DO THIS: Reproduce every line of the listing below without changing anything.

DATA RECORDS:
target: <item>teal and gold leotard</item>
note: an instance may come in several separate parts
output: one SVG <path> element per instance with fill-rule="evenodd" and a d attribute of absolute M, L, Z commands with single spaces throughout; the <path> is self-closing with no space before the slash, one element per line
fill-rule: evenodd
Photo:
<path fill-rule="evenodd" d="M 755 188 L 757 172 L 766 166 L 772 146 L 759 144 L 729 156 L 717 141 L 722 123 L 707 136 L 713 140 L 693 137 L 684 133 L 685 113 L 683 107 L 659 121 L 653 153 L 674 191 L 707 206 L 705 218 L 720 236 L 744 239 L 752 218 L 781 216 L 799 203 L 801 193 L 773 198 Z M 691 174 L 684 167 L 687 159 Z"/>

RESULT OF THIS EXERCISE:
target: <item>teal and gold leotard</item>
note: an instance may come in several separate parts
output: one SVG <path> element per instance with fill-rule="evenodd" and a d attribute of absolute M, L, Z commands with single spaces throughout; the <path> is self-closing with no space before the slash, one element per line
fill-rule: evenodd
Photo:
<path fill-rule="evenodd" d="M 755 188 L 757 172 L 766 166 L 772 146 L 759 144 L 729 156 L 717 141 L 722 123 L 707 136 L 713 140 L 693 137 L 684 133 L 685 113 L 683 107 L 659 121 L 653 153 L 674 191 L 707 206 L 705 218 L 720 236 L 744 239 L 752 218 L 781 216 L 799 203 L 801 193 L 773 198 Z M 691 174 L 684 167 L 687 159 Z"/>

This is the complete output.